Required work:
According to the excerpt on grouping functions, why is it most useful to put INCLUDE before EXCLUDE in one grouping expression? Answer in one to three sentences.

GET /Email/Message/_aggregate?f=Tags.EXCLUDE(NULL)&...

INCLUDE and EXCLUDE can be used in the same grouping expression. Because the functions are processed in order from left-to-right, it is most useful to use INCLUDE first, to select a overly-broad set of values, and then use EXCLUDE to prune-out unwanted values. INCLUDE and EXCLUDE can also be used in conjunction with other grouping functions, as shown in this example:

GET /Email/Person/_aggregate?m=COUNT(*)&f=TOP(10,Name.INCLUDE(aaron*).EXCLUDE(*Murphy))&range=0

This query returns a COUNT of the TOP 10 most-used Name values, but it only INCLUDEs names that begin with “aaron”. Within those names, it EXCLUDEs names that end with “murphy”.

TERMS Function

Groups can be created from the terms used within a specific field. The general format of the TERMS function is:

TERMS(<field name> [, (<stop term 1> <stop term 2> ...)])

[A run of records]
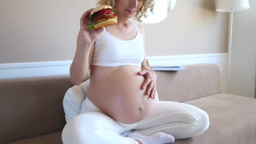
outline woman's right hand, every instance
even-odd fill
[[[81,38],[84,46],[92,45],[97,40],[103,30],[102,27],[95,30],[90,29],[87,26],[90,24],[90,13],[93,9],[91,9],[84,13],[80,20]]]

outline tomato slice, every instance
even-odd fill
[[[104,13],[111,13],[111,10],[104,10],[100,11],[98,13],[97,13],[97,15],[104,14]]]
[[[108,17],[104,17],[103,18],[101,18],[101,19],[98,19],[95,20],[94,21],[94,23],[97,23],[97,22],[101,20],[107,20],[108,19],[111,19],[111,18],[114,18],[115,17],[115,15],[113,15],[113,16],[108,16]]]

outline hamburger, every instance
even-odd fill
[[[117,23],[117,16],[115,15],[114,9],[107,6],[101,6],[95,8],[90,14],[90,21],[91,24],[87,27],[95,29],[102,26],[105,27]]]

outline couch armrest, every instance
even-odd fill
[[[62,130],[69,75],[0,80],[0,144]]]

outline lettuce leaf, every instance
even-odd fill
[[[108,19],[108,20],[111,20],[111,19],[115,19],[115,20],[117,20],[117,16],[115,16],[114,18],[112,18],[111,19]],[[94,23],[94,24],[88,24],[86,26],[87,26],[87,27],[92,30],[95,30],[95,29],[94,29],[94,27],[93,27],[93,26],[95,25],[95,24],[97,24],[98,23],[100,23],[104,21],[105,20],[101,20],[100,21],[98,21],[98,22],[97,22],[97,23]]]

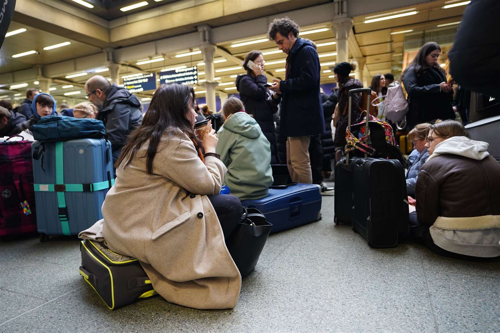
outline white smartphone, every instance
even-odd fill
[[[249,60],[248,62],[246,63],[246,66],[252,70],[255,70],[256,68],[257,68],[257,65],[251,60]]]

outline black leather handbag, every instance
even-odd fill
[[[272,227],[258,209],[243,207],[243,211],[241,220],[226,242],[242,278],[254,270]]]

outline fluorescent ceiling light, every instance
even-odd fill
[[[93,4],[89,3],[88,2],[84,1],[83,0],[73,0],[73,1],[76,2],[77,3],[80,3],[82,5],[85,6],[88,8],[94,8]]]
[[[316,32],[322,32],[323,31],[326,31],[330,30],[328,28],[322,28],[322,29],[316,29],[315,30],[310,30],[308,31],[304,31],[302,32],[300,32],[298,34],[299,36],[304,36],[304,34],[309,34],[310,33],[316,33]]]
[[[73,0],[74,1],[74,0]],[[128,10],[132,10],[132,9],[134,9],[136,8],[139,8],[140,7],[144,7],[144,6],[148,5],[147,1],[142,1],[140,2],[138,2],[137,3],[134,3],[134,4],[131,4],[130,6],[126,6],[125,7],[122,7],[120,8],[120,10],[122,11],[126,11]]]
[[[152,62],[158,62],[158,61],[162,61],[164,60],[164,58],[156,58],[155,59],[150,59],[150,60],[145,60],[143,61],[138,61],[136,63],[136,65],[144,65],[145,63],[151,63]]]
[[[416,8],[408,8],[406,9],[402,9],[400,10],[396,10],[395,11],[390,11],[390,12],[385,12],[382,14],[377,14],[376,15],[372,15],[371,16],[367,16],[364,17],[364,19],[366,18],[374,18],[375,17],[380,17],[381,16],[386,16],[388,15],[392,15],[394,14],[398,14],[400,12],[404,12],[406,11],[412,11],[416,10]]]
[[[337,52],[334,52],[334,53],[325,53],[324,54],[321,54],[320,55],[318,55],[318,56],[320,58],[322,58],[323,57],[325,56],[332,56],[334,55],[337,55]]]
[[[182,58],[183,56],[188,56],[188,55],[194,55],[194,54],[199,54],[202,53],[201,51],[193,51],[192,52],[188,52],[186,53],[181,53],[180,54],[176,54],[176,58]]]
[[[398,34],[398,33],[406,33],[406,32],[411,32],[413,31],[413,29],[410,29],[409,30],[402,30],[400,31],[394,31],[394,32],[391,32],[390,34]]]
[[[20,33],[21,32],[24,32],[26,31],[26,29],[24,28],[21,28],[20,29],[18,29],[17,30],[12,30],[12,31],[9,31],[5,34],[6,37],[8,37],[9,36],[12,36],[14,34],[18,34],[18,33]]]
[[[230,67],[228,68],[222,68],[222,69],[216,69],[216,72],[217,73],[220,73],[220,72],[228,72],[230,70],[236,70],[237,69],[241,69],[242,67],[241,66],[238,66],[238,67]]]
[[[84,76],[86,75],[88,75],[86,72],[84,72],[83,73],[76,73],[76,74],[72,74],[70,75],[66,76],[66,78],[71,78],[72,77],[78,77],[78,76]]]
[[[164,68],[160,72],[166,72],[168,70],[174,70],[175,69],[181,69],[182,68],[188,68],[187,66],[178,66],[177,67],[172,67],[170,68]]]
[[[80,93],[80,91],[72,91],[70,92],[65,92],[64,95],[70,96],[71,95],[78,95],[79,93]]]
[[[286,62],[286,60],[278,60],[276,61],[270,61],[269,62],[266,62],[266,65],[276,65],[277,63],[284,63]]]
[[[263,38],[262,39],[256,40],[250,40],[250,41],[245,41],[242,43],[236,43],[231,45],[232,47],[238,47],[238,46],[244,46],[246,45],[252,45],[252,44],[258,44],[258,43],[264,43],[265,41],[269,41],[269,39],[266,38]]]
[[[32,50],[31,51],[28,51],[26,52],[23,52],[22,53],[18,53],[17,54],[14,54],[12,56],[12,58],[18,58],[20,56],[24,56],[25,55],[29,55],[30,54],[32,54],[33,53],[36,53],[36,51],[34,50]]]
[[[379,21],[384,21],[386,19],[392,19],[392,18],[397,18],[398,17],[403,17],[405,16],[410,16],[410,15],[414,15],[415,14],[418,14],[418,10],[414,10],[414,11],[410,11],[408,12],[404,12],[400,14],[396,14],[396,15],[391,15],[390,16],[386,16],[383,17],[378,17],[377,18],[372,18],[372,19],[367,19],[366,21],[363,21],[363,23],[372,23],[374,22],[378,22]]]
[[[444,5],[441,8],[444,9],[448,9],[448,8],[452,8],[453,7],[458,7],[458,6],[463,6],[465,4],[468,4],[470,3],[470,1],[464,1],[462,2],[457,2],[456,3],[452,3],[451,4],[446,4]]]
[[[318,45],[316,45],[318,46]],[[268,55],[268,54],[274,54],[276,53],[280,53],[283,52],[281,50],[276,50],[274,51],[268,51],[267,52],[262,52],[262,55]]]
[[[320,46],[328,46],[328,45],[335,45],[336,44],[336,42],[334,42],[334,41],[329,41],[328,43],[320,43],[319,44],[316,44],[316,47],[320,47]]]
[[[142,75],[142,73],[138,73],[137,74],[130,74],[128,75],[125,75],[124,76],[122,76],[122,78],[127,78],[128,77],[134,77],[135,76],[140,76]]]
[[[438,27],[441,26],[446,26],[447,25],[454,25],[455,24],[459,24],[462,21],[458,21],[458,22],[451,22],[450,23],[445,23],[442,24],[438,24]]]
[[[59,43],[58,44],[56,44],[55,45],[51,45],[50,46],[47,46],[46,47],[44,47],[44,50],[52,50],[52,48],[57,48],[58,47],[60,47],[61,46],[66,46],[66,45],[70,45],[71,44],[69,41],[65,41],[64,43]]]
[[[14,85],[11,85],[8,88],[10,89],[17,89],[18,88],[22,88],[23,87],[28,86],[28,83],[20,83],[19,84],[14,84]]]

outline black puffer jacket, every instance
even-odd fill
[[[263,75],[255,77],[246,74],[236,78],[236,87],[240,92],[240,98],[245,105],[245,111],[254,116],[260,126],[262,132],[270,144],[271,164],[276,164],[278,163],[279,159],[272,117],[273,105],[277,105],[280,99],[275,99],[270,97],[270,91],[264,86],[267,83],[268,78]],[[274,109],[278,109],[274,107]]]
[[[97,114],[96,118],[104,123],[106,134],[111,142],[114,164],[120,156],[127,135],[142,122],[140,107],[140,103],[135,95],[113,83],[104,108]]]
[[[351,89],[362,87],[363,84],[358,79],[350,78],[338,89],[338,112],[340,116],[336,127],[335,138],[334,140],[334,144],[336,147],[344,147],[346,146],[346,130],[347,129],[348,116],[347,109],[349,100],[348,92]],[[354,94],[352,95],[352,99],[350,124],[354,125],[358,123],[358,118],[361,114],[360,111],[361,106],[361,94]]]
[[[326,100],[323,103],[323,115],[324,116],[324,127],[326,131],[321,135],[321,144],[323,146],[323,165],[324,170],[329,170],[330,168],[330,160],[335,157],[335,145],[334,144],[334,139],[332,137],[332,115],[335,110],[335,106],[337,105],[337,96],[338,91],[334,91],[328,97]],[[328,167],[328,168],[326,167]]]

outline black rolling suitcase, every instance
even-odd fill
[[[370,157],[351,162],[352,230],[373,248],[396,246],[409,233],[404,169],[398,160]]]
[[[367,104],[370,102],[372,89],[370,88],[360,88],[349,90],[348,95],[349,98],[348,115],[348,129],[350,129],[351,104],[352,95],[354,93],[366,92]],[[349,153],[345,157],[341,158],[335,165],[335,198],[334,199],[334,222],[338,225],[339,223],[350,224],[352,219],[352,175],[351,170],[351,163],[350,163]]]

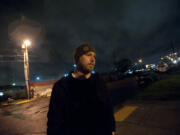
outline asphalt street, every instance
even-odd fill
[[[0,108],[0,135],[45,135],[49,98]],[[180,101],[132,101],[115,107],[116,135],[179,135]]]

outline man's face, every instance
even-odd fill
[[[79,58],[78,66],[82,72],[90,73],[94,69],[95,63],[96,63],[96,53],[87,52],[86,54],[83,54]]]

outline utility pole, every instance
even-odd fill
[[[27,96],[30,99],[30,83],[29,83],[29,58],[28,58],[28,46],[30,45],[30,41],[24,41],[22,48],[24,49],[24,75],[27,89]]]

Result of the task:
The functions are processed in order from left to right. Using INCLUDE first selects an overly broad set of values, and EXCLUDE can then prune out the unwanted ones.